TEXT PASSAGE:
══════
Sunday, January 18, 2004

Noah's Flood Black Sea - from Steve Burdic - 244 LexiLine Journal

From Steve Burdic
January 16, 2004
...
http://www.webmesh.co.uk/nice/arcnews1.htm
"Remains found at bottom of the Black Sea indicate that Noah's Flood
was real

By Steve Connor
'The discovery of a manmade structure at the bottom of the Black Sea
off northern Turkey has lent powerful support to a controversial
theory suggesting Noah's Flood really happened. Marine
archaeologists have found the first evidence to suggest the floor of
the Black Sea had been inhabited about 7,500 years ago, until it was
inundated with a massive influx from the Mediterranean. Stone tools,
wooden branches and beams are among well-preserved remnants of the
structure 300ft down on the muddy seabed 12 miles off the coast. An
expedition funded by the National Geographic Society in America said
first pictures indicated people lived around the fertile shores of
an ancient freshwater lake before the area was transformed into the
Black Sea. Terry Garcia, head of mission programmes for National
Geographic, said: "The significance of this find is that for the
first time we will have established that human beings had settled in
this area and were occupying this area at the time of this
cataclysmic event." The excavation of the underwater site, once a
fertile river valley running into the ancient lake, has not as yet
shed light on whether the flood was instantaneous or a more gradual
event that allowed people to evacuate the area gradually. The
discovery supports the theory that the seabed was once populated
with a prehistoric farming community who had to flee the rising
waters, which could have prompted stories of a giant flood.
══════
DATASET EXCERPT:
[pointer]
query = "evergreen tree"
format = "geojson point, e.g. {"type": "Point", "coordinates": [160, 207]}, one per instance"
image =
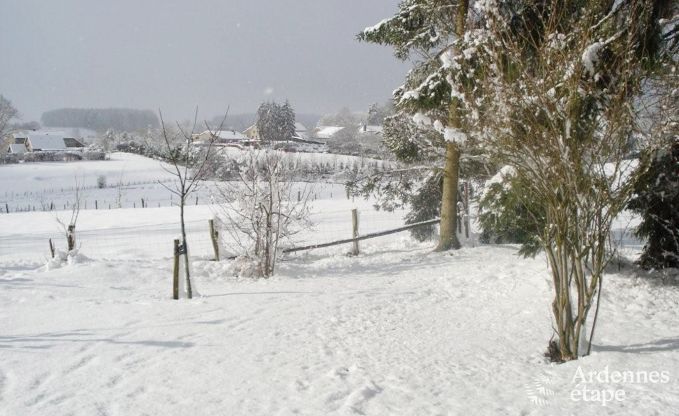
══════
TASK TO COMPLETE:
Carry on the article about evidence for Noah's Flood in the Black Sea, starting after its final sentence. The data comes from a separate source and is unrelated to the text.

REPLY TO THE TASK:
Historians have noticed similarities between the biblical account of
Noah's Flood and the Epic of Gilgamesh, a Babylonian poem written in
the third millennium BC, suggesting both may be based on the same
historical event. Two American geologists, William Ryan and Walter
Pitman, suggested four years ago that the floor of the Black Sea was
once a freshwater lake surrounded by fertile valleys and plains
inhabited by the world's first farmers. They believe that as melting
glaciers from the last Ice Age raised sea levels, the Mediterranean
suddenly broke through the strip of land separating it from the
lower freshwater lake. Calculations suggested the inundation could
have caused a giant waterfall many times bigger than Niagara Falls,
pouring enough water into the freshwater lake to cause its surface
to expand by more than a mile a day. The marine archaeologists are
trying to retrieve samples of the submerged structures for
radiocarbon dating. Fredrik Hiebert, chief archaeologist on the
project, said: "This is a major discovery that will begin to rewrite
the history of cultures in this key area between Europe, Asia, and
the ancient Middle East.'"

Thanks Steve. Great article.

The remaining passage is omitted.